» Task description
Reproduce the material verbatim, from its first line through the line containing "[322,210,543,300]", including both of those lines.

» Supplied material
## begin

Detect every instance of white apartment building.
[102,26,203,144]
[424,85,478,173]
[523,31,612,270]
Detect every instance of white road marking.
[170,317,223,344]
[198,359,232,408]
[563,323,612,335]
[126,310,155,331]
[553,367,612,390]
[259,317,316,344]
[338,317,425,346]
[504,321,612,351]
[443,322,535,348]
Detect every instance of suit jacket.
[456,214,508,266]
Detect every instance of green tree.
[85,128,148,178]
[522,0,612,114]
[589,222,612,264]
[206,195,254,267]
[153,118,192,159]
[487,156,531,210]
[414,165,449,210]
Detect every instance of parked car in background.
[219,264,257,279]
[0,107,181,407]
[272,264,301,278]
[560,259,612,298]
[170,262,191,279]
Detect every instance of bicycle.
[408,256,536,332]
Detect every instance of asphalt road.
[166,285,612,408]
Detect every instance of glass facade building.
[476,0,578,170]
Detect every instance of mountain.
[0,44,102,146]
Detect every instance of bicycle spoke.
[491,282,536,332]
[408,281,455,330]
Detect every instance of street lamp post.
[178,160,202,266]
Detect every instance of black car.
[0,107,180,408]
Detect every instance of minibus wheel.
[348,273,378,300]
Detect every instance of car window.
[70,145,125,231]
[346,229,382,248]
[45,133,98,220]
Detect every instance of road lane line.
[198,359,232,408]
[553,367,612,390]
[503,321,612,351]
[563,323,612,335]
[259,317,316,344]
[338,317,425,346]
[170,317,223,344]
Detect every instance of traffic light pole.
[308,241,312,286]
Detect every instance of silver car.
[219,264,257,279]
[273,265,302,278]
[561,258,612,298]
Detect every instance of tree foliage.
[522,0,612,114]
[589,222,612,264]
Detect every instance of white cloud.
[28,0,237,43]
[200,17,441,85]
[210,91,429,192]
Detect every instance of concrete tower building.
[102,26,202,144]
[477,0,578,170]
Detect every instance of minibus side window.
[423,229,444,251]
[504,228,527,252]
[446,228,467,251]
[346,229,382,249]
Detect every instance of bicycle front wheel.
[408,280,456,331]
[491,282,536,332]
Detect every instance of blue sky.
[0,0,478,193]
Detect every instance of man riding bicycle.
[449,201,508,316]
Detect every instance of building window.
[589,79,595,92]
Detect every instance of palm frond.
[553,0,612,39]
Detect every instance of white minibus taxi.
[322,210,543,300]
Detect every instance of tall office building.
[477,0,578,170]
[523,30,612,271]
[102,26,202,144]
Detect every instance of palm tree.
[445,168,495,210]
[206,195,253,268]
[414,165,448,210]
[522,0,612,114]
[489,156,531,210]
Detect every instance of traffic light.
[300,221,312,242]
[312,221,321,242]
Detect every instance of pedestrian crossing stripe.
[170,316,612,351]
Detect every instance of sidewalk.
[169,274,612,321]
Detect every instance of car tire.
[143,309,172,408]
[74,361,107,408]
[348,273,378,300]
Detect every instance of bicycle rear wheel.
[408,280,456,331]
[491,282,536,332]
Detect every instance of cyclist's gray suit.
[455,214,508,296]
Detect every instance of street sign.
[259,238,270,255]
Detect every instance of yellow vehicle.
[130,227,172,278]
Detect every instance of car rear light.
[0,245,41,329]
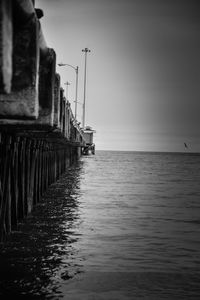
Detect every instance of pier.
[0,0,95,241]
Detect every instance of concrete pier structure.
[0,0,86,241]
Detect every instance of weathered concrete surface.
[0,0,13,93]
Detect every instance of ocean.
[0,151,200,300]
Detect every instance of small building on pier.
[82,126,96,155]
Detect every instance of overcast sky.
[36,0,200,152]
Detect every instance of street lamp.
[82,48,91,129]
[64,81,70,101]
[58,63,78,119]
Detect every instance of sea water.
[0,151,200,299]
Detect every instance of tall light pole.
[82,48,91,129]
[64,81,70,101]
[58,63,78,119]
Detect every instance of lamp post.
[58,63,78,119]
[82,48,91,129]
[64,81,70,101]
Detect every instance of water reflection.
[0,161,83,299]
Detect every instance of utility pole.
[64,81,70,101]
[82,48,91,129]
[58,63,78,119]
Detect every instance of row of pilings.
[0,133,80,241]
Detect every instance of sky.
[35,0,200,152]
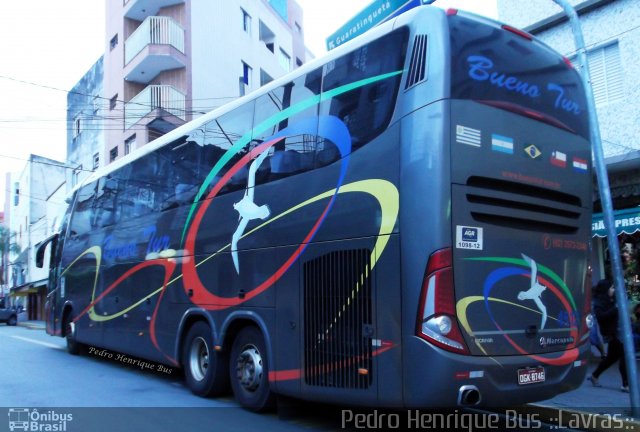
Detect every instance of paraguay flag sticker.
[551,150,567,168]
[573,157,589,173]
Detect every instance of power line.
[0,75,240,114]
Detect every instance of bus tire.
[182,321,228,397]
[229,326,275,412]
[64,318,80,355]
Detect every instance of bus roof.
[72,6,452,193]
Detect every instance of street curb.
[18,322,45,330]
[524,404,640,432]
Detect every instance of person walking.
[588,279,629,392]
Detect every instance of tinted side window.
[201,101,255,194]
[69,183,96,237]
[251,70,322,184]
[320,28,408,150]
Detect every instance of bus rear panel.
[401,11,591,406]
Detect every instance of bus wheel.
[182,321,227,397]
[229,327,275,412]
[65,313,80,355]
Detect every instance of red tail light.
[579,265,595,342]
[416,248,469,354]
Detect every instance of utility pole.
[553,0,640,417]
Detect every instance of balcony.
[124,16,186,84]
[124,0,185,21]
[124,85,186,129]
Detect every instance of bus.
[38,6,593,411]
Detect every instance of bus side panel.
[400,101,451,401]
[301,237,386,405]
[372,234,403,407]
[60,234,103,347]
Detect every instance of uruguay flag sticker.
[573,157,589,173]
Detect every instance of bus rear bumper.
[403,338,590,408]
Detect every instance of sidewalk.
[18,321,640,431]
[18,319,47,330]
[531,350,640,431]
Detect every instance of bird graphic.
[231,151,271,274]
[518,254,547,330]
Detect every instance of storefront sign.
[327,0,435,51]
[591,207,640,237]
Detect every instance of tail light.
[502,24,533,40]
[416,248,469,354]
[580,265,595,342]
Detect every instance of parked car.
[0,308,18,325]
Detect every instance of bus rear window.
[449,15,589,139]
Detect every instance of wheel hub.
[189,337,209,381]
[236,346,262,392]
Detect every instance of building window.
[109,93,118,111]
[73,114,82,139]
[260,21,276,53]
[278,48,291,72]
[124,134,136,155]
[571,41,624,105]
[71,165,82,186]
[240,8,251,35]
[13,182,20,207]
[242,62,253,86]
[260,69,273,86]
[92,95,100,115]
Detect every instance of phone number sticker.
[456,225,484,250]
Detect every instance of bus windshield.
[449,15,589,139]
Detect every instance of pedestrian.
[589,305,605,360]
[588,279,629,392]
[631,303,640,352]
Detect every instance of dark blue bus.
[40,6,592,411]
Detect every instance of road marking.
[11,336,64,349]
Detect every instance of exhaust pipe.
[458,385,482,406]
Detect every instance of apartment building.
[5,155,67,320]
[100,0,306,166]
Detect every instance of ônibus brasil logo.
[9,408,73,432]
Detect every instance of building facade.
[100,0,305,165]
[6,155,68,320]
[66,57,104,187]
[498,0,640,290]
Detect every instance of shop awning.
[591,207,640,237]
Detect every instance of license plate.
[518,367,545,385]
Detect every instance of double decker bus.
[38,6,592,411]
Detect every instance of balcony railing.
[124,16,184,64]
[124,85,186,129]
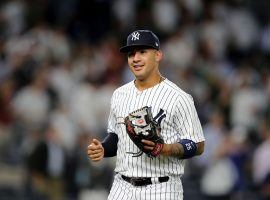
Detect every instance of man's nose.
[134,52,140,62]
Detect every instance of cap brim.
[119,44,158,53]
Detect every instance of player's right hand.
[87,139,104,162]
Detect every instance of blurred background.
[0,0,270,200]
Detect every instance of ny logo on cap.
[131,31,140,41]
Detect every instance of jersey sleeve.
[107,92,116,133]
[174,95,205,143]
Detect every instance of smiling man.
[87,30,205,200]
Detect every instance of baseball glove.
[125,106,164,157]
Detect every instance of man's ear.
[156,50,163,62]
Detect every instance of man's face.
[127,48,162,80]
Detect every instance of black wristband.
[101,133,118,157]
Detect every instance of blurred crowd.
[0,0,270,200]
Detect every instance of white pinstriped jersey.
[108,79,204,177]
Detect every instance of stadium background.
[0,0,270,200]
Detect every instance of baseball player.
[87,30,205,200]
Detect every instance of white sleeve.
[174,95,205,143]
[107,91,116,133]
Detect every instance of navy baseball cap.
[120,30,160,53]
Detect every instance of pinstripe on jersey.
[108,79,204,177]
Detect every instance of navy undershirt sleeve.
[101,133,118,157]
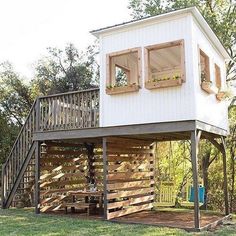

## end

» The reply
Detect every instance of white apartment building.
[102,26,203,144]
[424,85,478,173]
[523,31,612,270]
Detect every instance of white road marking.
[170,317,223,344]
[198,359,232,408]
[563,323,612,335]
[126,310,155,331]
[553,367,612,390]
[259,317,316,344]
[338,317,425,346]
[504,321,612,351]
[443,322,535,348]
Detect every instance of suit jacket.
[456,214,508,266]
Detect every instance of green tree.
[85,128,148,178]
[522,0,612,114]
[589,222,612,264]
[206,195,254,267]
[153,118,192,159]
[487,156,531,210]
[414,165,449,210]
Detect every instance of parked car in background.
[219,264,257,279]
[0,107,181,407]
[272,264,301,278]
[560,259,612,298]
[170,262,191,279]
Detect every instance of bicycle.
[408,256,536,332]
Detect every instance of asphalt road.
[166,285,612,408]
Detect every instance of glass facade building.
[476,0,578,170]
Detect every instance of mountain.
[0,44,102,146]
Detect every instance of bicycle spoke.
[491,282,536,332]
[408,281,455,330]
Detect every instance of street lamp post.
[178,160,202,266]
Detect every instance of black car.
[0,107,180,408]
Detect every instance of minibus wheel.
[348,273,378,300]
Detect every instance of car window.
[70,145,125,231]
[346,229,382,248]
[45,133,98,220]
Detect every instance of road lane line.
[198,359,232,408]
[553,367,612,390]
[503,321,612,351]
[563,323,612,335]
[259,317,316,344]
[338,317,425,346]
[170,317,223,344]
Detect every instance of traffic light pole.
[308,241,312,286]
Detect every instance of silver car.
[219,264,257,279]
[273,265,302,278]
[561,258,612,298]
Detect every instance of tree foliage.
[522,0,612,114]
[589,222,612,264]
Detect every instance of white cloud.
[28,0,237,43]
[200,17,441,85]
[210,91,429,192]
Detect every instance of concrete tower building.
[102,26,202,144]
[477,0,578,170]
Detect every instance of minibus side window.
[423,229,444,251]
[504,228,527,252]
[446,228,467,251]
[346,229,382,249]
Detect every instance of bicycle front wheel.
[408,280,456,331]
[491,282,536,332]
Detect every instance of blue sky.
[0,0,478,193]
Detect every instance of man riding bicycle.
[449,201,508,316]
Detect every instance of building window.
[589,79,595,92]
Detect every instance of palm frond.
[553,0,612,39]
Detect every instance of white minibus taxi.
[322,210,543,300]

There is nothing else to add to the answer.